Exercise task
Can you output every row below word for word, leaving out the pictures?

[Saved data rows]
◇ ◇ ◇
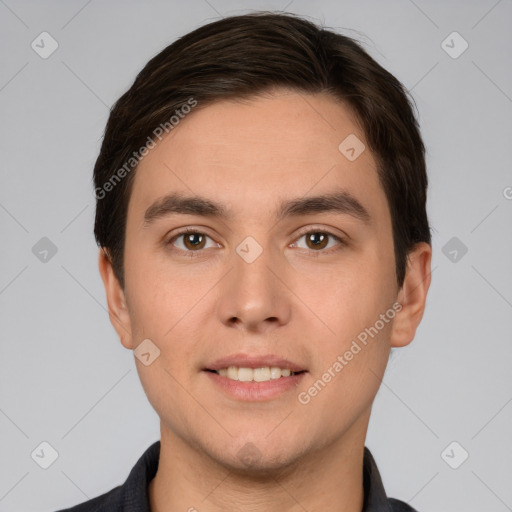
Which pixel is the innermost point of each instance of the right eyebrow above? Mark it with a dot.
(340, 202)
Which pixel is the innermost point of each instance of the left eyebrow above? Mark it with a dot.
(340, 202)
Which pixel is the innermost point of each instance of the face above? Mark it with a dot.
(266, 280)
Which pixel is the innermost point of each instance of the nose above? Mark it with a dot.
(253, 295)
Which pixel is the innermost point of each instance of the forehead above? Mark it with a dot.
(245, 153)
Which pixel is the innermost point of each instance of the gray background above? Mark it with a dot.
(64, 376)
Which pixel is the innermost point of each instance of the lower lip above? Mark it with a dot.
(255, 391)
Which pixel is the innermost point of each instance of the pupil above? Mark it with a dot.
(317, 239)
(191, 236)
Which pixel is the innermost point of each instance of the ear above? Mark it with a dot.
(116, 301)
(413, 294)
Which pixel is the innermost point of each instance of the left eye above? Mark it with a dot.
(192, 240)
(318, 240)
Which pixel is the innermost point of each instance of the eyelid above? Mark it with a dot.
(305, 231)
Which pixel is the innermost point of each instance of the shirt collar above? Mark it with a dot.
(135, 494)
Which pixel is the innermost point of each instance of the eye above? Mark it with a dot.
(192, 240)
(318, 240)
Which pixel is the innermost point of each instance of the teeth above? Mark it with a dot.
(257, 374)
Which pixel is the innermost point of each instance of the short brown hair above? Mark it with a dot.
(239, 57)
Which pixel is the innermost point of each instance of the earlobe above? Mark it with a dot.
(413, 295)
(116, 301)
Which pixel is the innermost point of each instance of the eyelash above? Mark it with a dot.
(192, 254)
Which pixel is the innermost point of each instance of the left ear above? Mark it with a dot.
(413, 295)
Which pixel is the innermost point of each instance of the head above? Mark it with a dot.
(297, 161)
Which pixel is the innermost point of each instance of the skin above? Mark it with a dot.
(297, 301)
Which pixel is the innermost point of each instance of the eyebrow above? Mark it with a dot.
(340, 202)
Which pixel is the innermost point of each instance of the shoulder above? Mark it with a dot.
(110, 501)
(399, 506)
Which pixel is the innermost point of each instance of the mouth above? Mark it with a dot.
(254, 378)
(262, 374)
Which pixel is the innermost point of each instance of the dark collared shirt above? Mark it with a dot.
(133, 495)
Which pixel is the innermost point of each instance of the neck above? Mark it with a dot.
(329, 479)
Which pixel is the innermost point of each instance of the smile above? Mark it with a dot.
(264, 374)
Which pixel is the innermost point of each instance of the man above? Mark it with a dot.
(261, 195)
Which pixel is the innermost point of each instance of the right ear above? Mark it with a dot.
(116, 300)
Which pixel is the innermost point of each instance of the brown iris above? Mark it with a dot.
(194, 240)
(318, 239)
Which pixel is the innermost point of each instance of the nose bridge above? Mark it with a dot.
(252, 295)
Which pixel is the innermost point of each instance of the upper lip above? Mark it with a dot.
(254, 361)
◇ ◇ ◇
Solution
Which pixel is the innermost point of each instance of the right eyebrow above? Mark it with a dot.
(340, 202)
Which pixel is the innermost point of each instance of the left eyebrow above? Mark it with a dot.
(340, 202)
Which pixel is the innermost point of each instance of the face above? Mark it with a dot.
(266, 280)
Which pixel is the innermost point of each instance of the nose above? Mark it with a dot.
(253, 295)
Which pixel is the innermost point of each instance of the forehead above? Mark it with a dot.
(245, 153)
Which pixel is the innermost point of each instance of the gray background above? Mark it with a dot.
(64, 376)
Which pixel is the innermost point of each instance of the lower lip above? Mark it with a dot.
(255, 391)
Which pixel is the innermost point of each instance of the pupil above? Mark it with a dot.
(317, 239)
(191, 236)
Which pixel is the innermost point of each instance of the ear above? Mark it with a dot.
(116, 301)
(413, 294)
Which pixel is the innermost point of each instance of the left eye above? Mark it with a dot.
(192, 240)
(318, 240)
Which pixel is the innermost point of each instance of the eyelid above? Mark it with a dot.
(305, 231)
Which pixel is the innermost point of each instance of the shirt collar above? Mark it with a dot.
(135, 494)
Which pixel is the innermost point of each instance of the eye above? Mark it with a dot.
(192, 240)
(318, 240)
Which pixel is the innermost point of each instance of the teeth above? Mark it with a dot.
(257, 374)
Which pixel is the innermost point of each instance of the short brown hair above? Mark it with a dot.
(239, 57)
Which pixel is the innermost point of each instance of the earlobe above? Mark it with a dot.
(413, 295)
(116, 301)
Which pixel is the innermost point of each instance of the eyelash above? Mark it with a dot.
(192, 254)
Which pixel is the innermost point of each instance of the left ear above? Mark it with a dot.
(413, 295)
Which pixel is the innermost point of each instance of the head above? Mark it with a dot.
(297, 161)
Which pixel is the innermost point of each instance of the skin above? Mark it with a dot.
(297, 301)
Which pixel is the innermost point of each instance of the eyebrow above? Mark it with a dot.
(340, 202)
Which pixel is the innermost point of each instance of the shoulder above? Mark it with a dot.
(110, 501)
(399, 506)
Which pixel is the innermost point of each instance of the mouth above? Mark it with a dot.
(254, 378)
(262, 374)
Which pixel is the innermost point of each instance of the dark collared shirt above? Mark it with a dot.
(133, 495)
Which pixel is the innermost point of each instance of the neck above? Mark it with a dot.
(329, 479)
Which pixel is the innermost point of each instance of the smile above? Mark it with a dot.
(264, 374)
Which pixel is the innermost point of each instance of the man above? Mark it with a dot.
(261, 195)
Which pixel is the innermost point of each instance of the right ear above? Mark it with a dot.
(116, 300)
Which pixel is the innermost point of each instance of the brown iris above? Mark it with a dot.
(194, 240)
(318, 239)
Which pixel is the innermost point of each instance of the nose bridge above? Mark it with a dot.
(252, 295)
Which pixel is the innermost point of each instance of the upper lip above? Mark it with a dot.
(254, 361)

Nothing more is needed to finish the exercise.